» **To be done**
**a.** Transcribe verbatim the portion of the passage on the Matahina ignimbrite that begins with the words containing "The Matahina ignimbrite" and ends with "1Go; Bailey and Carr 1994).".
**b.** Extend the passage on the Matahina ignimbrite, beginning immediately after its final sentence.

--- START Page text ---

The Matahina ignimbrite (ca. 330 ka; Manning 1996) was erupted over several weeks or possibly months from the OVC (Fig. 1Go) as a slightly compositionally zoned series of fall and flow deposits (Bailey and Carr 1994). A ca. 30 km3, plinian style eruption preceded the voluminous expulsion of >160 km3 of rhyolitic magma during the catastrophic, caldera-forming event. The ignimbrite lies mainly to the northeast, east, and southeast, extending radially up to 30 km from the caldera margin (Fig. 1Go; Bailey and Carr 1994).

--- END Page text ---
--- START Information provided ---

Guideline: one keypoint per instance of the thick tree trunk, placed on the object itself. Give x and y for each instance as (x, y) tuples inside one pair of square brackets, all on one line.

--- END Information provided ---

» **Answers to each task**
**a.**
The Matahina ignimbrite (ca. 330 ka; Manning 1996) was erupted over several weeks or possibly months from the OVC (Fig. 1Go) as a slightly compositionally zoned series of fall and flow deposits (Bailey and Carr 1994). A ca. 30 km3, plinian style eruption preceded the voluminous expulsion of >160 km3 of rhyolitic magma during the catastrophic, caldera-forming event. The ignimbrite lies mainly to the northeast, east, and southeast, extending radially up to 30 km from the caldera margin (Fig. 1Go; Bailey and Carr 1994).

**b.**
Matahina petrology
The bulk composition of the Matahina ignimbrite (s.s.) varies from 72.2 to 77.8 wt% SiO2, but is predominantly from 75.2 to 77.8 wt% SiO2, consisting of ash and pumice lapilli (Bailey and Carr 1994). Juvenile lapilli are crystal poor (2–21 vol%) and contain phenocrysts of plagioclase, bipyramidal quartz, orthopyroxene, hornblende, Fe-Ti oxides, and rare biotite and clinopyroxene (Table 1Go). The early, plinian phase of the Matahina eruption is characterized by rhyolitic pumice with a mineral assemblage grading from plagioclase + quartz + orthopyroxene + Fe-Ti oxides to plagioclase + quartz + orthopyroxene + amphibole + Fe-Ti oxides (Table 1Go). Amphibole crystals are almost exclusively small and bladed (<1 mm; Fig. 2aGo), but a few larger tabular types occur. Only in later stages of the eruption does a slightly higher crystal content (up to 15 vol% compared to <5 vol%), amphibole (typically tabular or stubby) + orthopyroxene ± biotite ± sanidine, and a low-silica rhyolite pumice type appear (Table 1Go).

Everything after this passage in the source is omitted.